SUPPLIED DATA start

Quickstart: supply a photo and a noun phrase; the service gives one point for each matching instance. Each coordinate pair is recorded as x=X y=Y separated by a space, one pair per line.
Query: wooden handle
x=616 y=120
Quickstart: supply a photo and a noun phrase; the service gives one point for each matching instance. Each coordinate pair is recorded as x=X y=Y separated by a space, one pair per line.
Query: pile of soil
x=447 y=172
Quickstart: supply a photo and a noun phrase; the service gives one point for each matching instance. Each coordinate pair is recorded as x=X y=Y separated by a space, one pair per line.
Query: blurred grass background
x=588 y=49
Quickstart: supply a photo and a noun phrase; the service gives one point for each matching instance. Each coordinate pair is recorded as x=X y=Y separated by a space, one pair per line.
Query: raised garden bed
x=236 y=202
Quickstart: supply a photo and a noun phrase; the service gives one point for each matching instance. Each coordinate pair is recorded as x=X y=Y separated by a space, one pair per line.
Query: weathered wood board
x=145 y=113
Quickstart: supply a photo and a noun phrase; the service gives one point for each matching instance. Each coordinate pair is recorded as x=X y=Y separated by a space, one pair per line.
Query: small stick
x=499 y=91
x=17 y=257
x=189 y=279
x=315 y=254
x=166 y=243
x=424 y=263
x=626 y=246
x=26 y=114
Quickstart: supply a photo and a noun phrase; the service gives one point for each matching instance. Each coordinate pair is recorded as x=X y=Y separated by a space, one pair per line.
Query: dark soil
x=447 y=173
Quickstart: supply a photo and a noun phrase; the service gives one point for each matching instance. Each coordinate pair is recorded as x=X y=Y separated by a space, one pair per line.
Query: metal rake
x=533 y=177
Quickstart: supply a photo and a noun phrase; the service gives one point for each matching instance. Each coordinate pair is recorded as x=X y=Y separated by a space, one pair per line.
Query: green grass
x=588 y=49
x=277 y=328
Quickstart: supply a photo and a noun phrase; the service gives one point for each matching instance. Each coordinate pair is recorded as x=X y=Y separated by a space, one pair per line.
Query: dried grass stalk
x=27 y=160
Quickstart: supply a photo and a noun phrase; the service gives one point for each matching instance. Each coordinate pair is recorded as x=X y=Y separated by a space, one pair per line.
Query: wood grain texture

SUPPLIED DATA end

Reproduce every line of the items above word for word, in the same order.

Quickstart: supply a photo and a noun phrase; the service gives one point for each matching instance. Each coordinate pair is recorded as x=X y=Y separated by a space, one pair per line.
Query: wooden handle
x=616 y=120
Quickstart: supply a photo and a noun phrase; the service gives one point for each matching instance. Each coordinate pair is recorded as x=X y=Y separated by a space, one pair per line.
Query: pile of soil
x=447 y=172
Quickstart: supply a photo and a noun phrase; the service gives one point for each matching instance. Each coordinate pair is recorded as x=X y=Y separated by a space, one pair per line.
Query: blurred grass background
x=588 y=49
Quickstart: supply a photo and a noun phrase; the service gives one point for each matching instance. Each coordinate pair is recorded as x=X y=Y separated by a space, one pair per line.
Query: raised garden bed
x=236 y=202
Quickstart: supply a photo and a noun phrase; the service gives one point for each matching instance. Each coordinate pair is recorded as x=X y=Y separated by a space, one pair per line.
Query: weathered wood board
x=145 y=113
Quickstart: supply a photo and a noun phrase; the service gives one point for each matching instance. Each coordinate pair is recorded as x=X y=Y separated by a space, one pair per line.
Query: small stick
x=499 y=91
x=17 y=257
x=189 y=279
x=315 y=254
x=166 y=243
x=424 y=263
x=626 y=246
x=26 y=114
Quickstart: supply a photo and a noun phrase; the service gives one point for each matching instance. Each coordinate pair is recorded as x=X y=Y separated by a space, one pair per line.
Query: dark soil
x=447 y=173
Quickstart: supply a photo and a noun phrase; the service gives one point for each matching instance. Each coordinate pair is recorded as x=X y=Y separated by a space, one pair per line.
Query: metal rake
x=533 y=177
Quickstart: supply a photo and a noun phrase; the service gives one point for each matching instance. Each coordinate pair is recorded as x=X y=Y separated by a space, one pair per line.
Query: green grass
x=588 y=49
x=277 y=328
Quickstart: supply a photo and a noun phrase; the service gives one point for each matching instance. Each coordinate pair is recorded as x=X y=Y separated by a space, one pair per line.
Query: dried grass stalk
x=27 y=160
Quickstart: supply a photo and a noun phrase; the service gives one point for each matching instance. Each coordinate pair is recorded as x=X y=Y separated by a space, one pair per line.
Query: wood grain texture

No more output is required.